◆ **RECORDS FOR THE TASK**
☆ ☆ ☆
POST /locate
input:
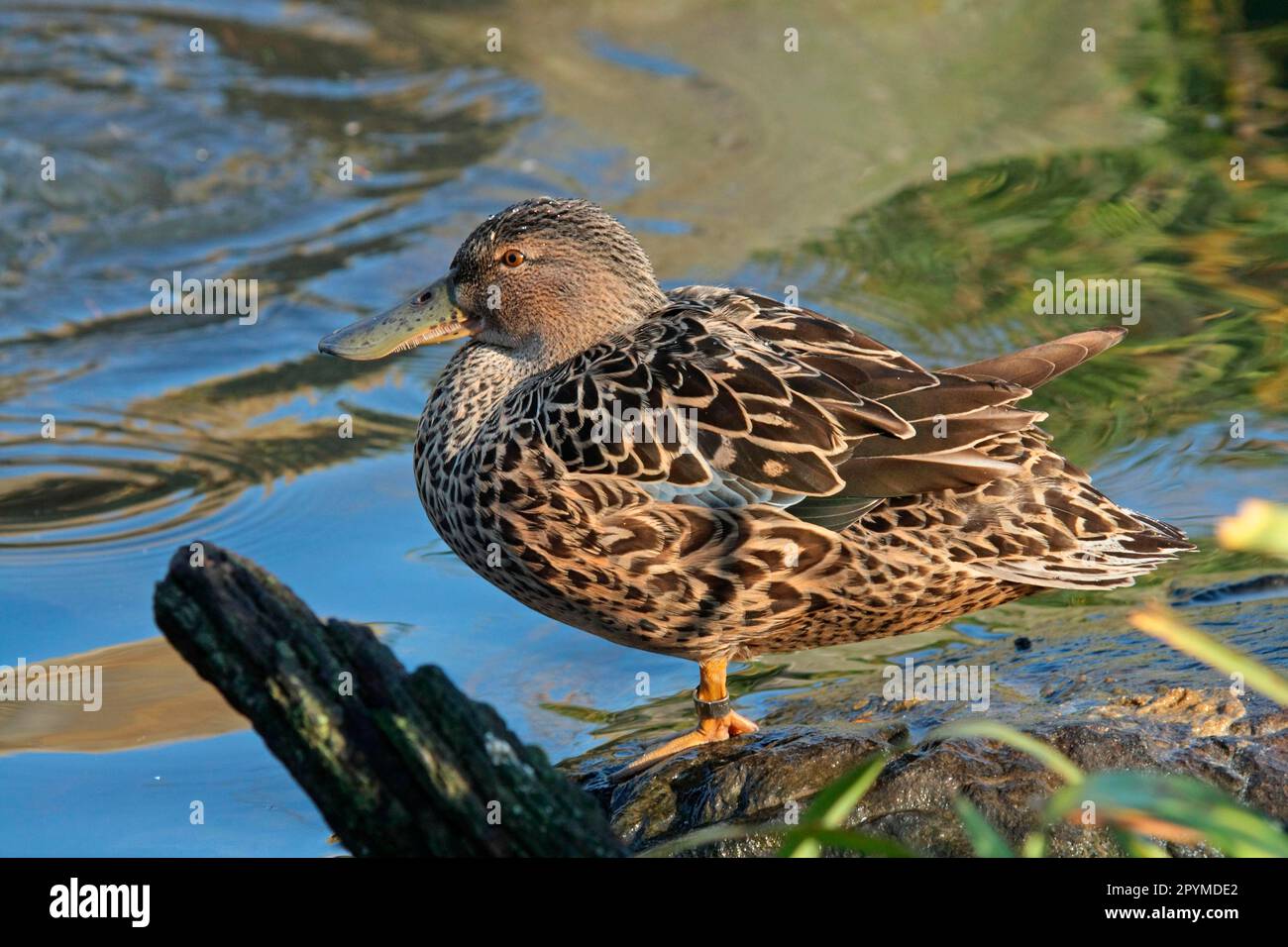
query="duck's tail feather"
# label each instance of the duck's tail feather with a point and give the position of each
☆ ☆ ☆
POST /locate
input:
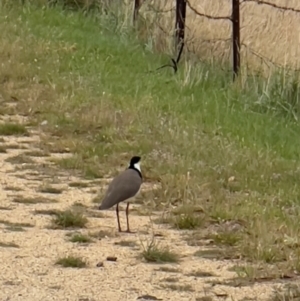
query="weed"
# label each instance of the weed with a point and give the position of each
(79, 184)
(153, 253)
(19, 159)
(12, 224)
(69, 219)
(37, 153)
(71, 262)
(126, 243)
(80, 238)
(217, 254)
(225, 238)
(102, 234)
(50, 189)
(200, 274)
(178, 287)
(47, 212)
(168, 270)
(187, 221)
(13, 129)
☆ ☆ ☆
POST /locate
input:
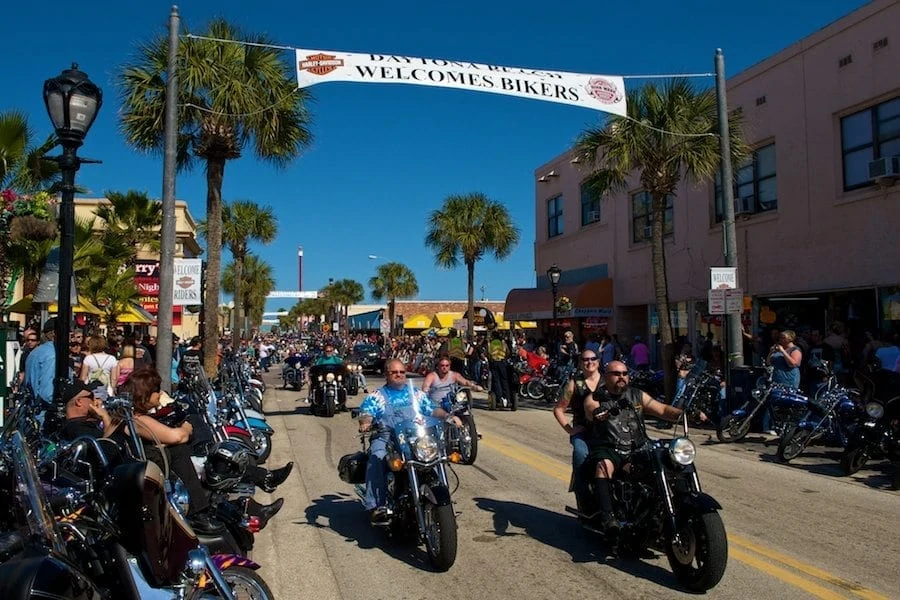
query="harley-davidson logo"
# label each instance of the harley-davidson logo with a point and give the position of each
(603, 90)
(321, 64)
☆ ☆ ☆
◆ **EXERCISE AIM**
Pull out each line of the rows above that contains the string "logo", treating uppercase and lowercase letters as different.

◆ **EXPECTED OUTPUT**
query="harley-davidson logo"
# label each instance of the harley-davidson logo with a point and give the position of each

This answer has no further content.